FACTEURS DONT IL FAUT TENIR COMPTE

 

[33]           Outre les facteurs énumérés dans les arrêts Eleftheria et Spar Aerospace, les arrêts OT Africa et Holt Cargo Systems Inc. c. ABC Containerline N.V. (Syndics de), 2001 CSC 90, [2001] 3 R.C.S. 907, m’obligent à tenir compte de la politique officielle du Canada. Bien qu’elle relève de la rubrique de l’emplacement des biens des défendeurs, l’action in rem mérite aussi une mention spéciale. Enfin, après m’être arrêté sur l’arrêt Morviken, [1983] 1 Lloyd’s Rep. 1, de la Chambre des lords, je vais également tenir compte de la clause de compétence de Tokyo.

 

[34]           La première étape consiste à déterminer s’il existe un tribunal logique. À mon avis, il n’y en a pas. Il y a trois sinon quatre pays qui ont des liens véritables et substantiels avec la présente affaire : le Canada, le Japon, Singapour et, peut-être, les États-Unis.

 

[35]           La question suivante est celle de savoir si le Japon constitue de toute évidence un pays plus approprié que le Canada. Les facteurs suivants m’apparaissent assez neutres :

  1. Le lieu de résidence des parties et de leurs témoins;
  2. le lieu où se trouve la preuve;
  3. l’endroit où le contrat a été négocié et signé;
  4. le lieu où se trouvent les biens des défendeurs;
  5. le droit applicable;
  6. la nécessité de faire reconnaître le jugement dans un autre pays.

Enregistrements tirés d'une collection de données:
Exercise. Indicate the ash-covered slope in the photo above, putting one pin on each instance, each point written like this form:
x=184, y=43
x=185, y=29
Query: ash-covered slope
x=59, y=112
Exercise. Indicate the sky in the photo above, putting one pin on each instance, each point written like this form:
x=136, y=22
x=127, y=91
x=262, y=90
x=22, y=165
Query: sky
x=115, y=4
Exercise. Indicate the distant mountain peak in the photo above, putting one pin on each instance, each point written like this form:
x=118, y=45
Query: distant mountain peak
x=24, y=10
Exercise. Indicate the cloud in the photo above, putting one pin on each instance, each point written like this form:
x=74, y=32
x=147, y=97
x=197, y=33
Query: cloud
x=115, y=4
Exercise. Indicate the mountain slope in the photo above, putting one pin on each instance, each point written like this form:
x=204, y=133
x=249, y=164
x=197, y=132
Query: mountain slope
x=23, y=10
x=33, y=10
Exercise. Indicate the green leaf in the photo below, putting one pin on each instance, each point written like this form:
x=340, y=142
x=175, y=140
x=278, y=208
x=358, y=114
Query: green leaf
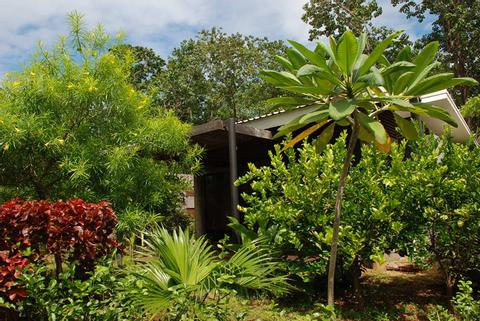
x=406, y=127
x=398, y=66
x=324, y=138
x=347, y=52
x=341, y=109
x=377, y=53
x=308, y=70
x=285, y=63
x=405, y=54
x=374, y=126
x=313, y=57
x=425, y=57
x=328, y=50
x=307, y=132
x=402, y=82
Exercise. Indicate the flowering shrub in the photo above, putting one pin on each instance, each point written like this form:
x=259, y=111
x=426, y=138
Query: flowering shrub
x=75, y=230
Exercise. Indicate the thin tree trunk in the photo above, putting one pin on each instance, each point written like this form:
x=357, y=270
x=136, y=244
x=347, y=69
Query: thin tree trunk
x=338, y=211
x=58, y=265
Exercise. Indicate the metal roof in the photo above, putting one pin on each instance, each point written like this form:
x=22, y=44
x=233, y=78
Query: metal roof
x=441, y=99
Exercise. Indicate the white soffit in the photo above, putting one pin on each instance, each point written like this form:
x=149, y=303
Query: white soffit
x=443, y=100
x=440, y=99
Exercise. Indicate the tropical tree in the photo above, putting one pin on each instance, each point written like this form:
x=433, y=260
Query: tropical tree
x=181, y=273
x=456, y=26
x=216, y=75
x=351, y=89
x=334, y=17
x=72, y=125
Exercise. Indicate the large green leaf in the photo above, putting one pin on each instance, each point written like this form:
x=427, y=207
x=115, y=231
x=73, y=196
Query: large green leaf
x=314, y=57
x=401, y=66
x=377, y=53
x=324, y=138
x=425, y=57
x=347, y=52
x=308, y=70
x=341, y=109
x=374, y=126
x=295, y=58
x=285, y=63
x=406, y=127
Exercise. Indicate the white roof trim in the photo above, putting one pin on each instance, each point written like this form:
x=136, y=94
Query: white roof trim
x=440, y=99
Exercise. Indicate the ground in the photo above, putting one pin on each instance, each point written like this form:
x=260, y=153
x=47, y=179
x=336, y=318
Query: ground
x=389, y=295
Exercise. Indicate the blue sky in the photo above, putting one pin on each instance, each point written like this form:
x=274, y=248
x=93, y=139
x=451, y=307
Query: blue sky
x=161, y=24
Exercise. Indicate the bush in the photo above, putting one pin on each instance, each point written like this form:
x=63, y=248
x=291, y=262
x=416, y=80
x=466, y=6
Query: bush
x=73, y=231
x=184, y=279
x=104, y=295
x=295, y=197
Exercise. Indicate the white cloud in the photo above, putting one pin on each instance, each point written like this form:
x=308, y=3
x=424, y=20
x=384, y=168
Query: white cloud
x=159, y=24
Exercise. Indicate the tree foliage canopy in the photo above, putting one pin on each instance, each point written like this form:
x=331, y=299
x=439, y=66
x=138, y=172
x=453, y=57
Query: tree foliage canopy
x=211, y=76
x=71, y=125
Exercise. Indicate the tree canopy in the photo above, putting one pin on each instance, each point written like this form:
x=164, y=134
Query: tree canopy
x=72, y=125
x=210, y=76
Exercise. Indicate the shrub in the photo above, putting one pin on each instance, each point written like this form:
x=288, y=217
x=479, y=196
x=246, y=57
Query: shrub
x=73, y=230
x=104, y=295
x=184, y=278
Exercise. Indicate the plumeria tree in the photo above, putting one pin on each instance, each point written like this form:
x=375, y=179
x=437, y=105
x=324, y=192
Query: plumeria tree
x=349, y=88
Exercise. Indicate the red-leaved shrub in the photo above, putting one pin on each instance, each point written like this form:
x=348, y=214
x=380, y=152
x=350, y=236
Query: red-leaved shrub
x=73, y=230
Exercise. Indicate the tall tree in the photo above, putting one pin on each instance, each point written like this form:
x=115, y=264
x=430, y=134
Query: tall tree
x=216, y=74
x=72, y=125
x=350, y=88
x=334, y=17
x=456, y=27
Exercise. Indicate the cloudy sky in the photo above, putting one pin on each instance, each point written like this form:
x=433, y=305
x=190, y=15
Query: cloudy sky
x=160, y=24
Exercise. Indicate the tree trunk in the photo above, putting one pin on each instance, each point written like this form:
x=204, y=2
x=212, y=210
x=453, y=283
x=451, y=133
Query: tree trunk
x=356, y=274
x=58, y=265
x=338, y=210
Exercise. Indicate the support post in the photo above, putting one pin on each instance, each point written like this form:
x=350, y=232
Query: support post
x=232, y=156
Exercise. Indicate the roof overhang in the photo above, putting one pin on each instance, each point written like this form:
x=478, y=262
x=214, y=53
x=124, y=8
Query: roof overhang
x=440, y=99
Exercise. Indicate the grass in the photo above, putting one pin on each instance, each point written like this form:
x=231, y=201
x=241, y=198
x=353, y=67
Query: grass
x=387, y=296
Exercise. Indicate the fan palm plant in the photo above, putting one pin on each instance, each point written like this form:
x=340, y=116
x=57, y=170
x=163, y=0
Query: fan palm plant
x=350, y=88
x=181, y=271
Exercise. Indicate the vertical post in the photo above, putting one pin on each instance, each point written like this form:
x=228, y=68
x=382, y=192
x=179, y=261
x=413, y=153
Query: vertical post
x=232, y=156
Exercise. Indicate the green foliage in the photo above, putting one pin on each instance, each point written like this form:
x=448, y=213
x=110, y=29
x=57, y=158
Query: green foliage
x=184, y=278
x=71, y=125
x=296, y=195
x=329, y=17
x=363, y=86
x=208, y=77
x=456, y=26
x=106, y=294
x=471, y=111
x=465, y=305
x=439, y=185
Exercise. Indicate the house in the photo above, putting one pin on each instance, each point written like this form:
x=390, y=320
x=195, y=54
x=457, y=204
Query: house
x=248, y=141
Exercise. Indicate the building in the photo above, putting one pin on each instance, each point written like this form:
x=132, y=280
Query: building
x=214, y=190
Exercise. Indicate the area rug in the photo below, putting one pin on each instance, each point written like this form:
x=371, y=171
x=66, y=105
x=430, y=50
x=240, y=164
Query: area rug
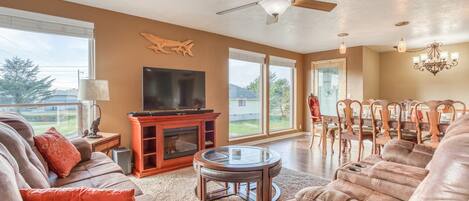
x=179, y=185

Consignes de l'exercice
(A) Traduisez en anglais cette phrase du texte fourni : « La première étape consiste à déterminer s’il existe un tribunal logique. »
(B) Recopiez mot pour mot le passage du texte fourni qui commence par « FACTEURS DONT IL » et se poursuit jusqu’à « compétence de Tokyo. ».

Réponses par consigne
(A) The first step is to determine whether there is a logical forum.

(B)
FACTEURS DONT IL FAUT TENIR COMPTE

 

[33]           Outre les facteurs énumérés dans les arrêts Eleftheria et Spar Aerospace, les arrêts OT Africa et Holt Cargo Systems Inc. c. ABC Containerline N.V. (Syndics de), 2001 CSC 90, [2001] 3 R.C.S. 907, m’obligent à tenir compte de la politique officielle du Canada. Bien qu’elle relève de la rubrique de l’emplacement des biens des défendeurs, l’action in rem mérite aussi une mention spéciale. Enfin, après m’être arrêté sur l’arrêt Morviken, [1983] 1 Lloyd’s Rep. 1, de la Chambre des lords, je vais également tenir compte de la clause de compétence de Tokyo.